### Exercise aim
In the records below, find the line holding "Target: tree line" and the line holding "request | place a dot on the orange safety". Set down both, with every line between them, exactly.

BEGIN

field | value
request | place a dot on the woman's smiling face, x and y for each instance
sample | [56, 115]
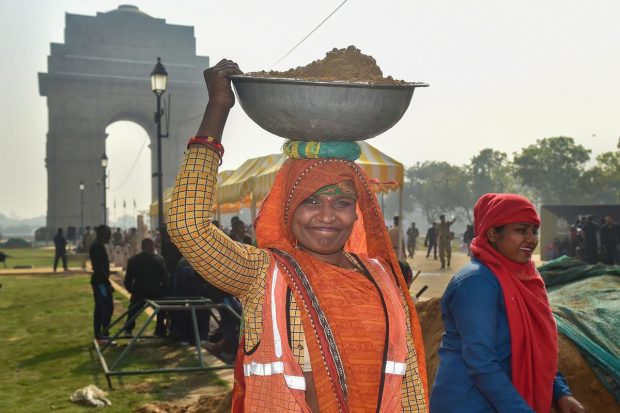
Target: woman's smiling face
[515, 241]
[323, 223]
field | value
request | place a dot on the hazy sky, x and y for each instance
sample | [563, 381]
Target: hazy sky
[502, 75]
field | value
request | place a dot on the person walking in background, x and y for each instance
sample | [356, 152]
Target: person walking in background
[395, 233]
[146, 278]
[60, 247]
[499, 352]
[468, 236]
[444, 239]
[412, 239]
[100, 283]
[431, 240]
[590, 240]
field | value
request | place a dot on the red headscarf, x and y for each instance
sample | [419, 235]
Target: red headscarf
[533, 334]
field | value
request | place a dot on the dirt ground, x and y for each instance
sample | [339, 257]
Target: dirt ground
[435, 278]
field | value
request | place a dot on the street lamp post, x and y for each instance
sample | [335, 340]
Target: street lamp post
[159, 80]
[104, 165]
[81, 206]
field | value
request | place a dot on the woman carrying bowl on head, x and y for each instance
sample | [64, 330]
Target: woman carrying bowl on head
[499, 352]
[329, 324]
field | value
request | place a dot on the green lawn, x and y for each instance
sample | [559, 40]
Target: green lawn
[37, 258]
[46, 351]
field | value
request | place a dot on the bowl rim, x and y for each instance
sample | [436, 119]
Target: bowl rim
[338, 83]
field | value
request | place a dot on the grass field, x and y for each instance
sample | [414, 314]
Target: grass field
[46, 351]
[38, 258]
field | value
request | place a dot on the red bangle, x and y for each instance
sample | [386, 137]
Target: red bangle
[209, 142]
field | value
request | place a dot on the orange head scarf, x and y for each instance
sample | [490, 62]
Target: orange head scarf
[533, 335]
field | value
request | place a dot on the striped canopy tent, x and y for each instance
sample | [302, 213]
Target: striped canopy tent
[385, 173]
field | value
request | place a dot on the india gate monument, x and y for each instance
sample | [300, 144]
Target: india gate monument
[100, 75]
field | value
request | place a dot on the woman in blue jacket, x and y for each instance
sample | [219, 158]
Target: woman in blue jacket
[499, 351]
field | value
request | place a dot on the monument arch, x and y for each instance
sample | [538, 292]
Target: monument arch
[100, 75]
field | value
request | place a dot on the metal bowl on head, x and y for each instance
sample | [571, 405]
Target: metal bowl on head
[323, 111]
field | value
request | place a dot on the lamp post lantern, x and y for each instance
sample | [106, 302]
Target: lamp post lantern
[81, 206]
[104, 165]
[159, 81]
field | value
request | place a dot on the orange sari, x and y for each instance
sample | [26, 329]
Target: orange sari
[353, 309]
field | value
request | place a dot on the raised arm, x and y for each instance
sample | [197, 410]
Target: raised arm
[229, 265]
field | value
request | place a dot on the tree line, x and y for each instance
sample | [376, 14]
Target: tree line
[552, 171]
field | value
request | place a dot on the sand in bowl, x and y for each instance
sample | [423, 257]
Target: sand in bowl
[348, 64]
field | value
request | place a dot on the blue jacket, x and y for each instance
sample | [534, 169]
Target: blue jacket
[474, 373]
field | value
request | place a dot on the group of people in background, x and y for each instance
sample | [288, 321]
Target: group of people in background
[590, 239]
[158, 271]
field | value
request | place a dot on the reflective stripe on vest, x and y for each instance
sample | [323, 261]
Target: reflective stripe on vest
[394, 367]
[277, 341]
[275, 367]
[269, 369]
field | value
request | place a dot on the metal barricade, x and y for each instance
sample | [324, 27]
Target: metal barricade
[157, 306]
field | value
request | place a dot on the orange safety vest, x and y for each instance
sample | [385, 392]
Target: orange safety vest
[269, 378]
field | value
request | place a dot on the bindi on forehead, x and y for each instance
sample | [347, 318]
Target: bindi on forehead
[340, 189]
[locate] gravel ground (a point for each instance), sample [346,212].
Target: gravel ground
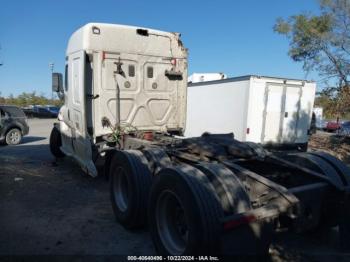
[50,208]
[54,208]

END

### Task solution
Target: tree line
[552, 171]
field | value
request | place a dot on the sand in bowl, x and y for each instance
sample | [423, 257]
Target: sand in bowl
[348, 64]
field | value
request | place a dot on the blue jacket, x and y for each instance
sample | [534, 169]
Target: blue jacket
[474, 373]
field | value
request | place a dot on the group of people in background, x and y for each instance
sample | [288, 321]
Target: group of people in background
[590, 239]
[158, 271]
field | value
request | place a dot on the reflective stripe on vest, x and y for each instance
sample | [323, 261]
Target: reflective stripe on vest
[394, 367]
[277, 341]
[275, 367]
[269, 369]
field | value
request | place a dot on the metal barricade, x and y for each instance
sample | [324, 27]
Target: metal barricade
[157, 306]
field | value
request | place a dot on the orange safety vest, x and y for each instance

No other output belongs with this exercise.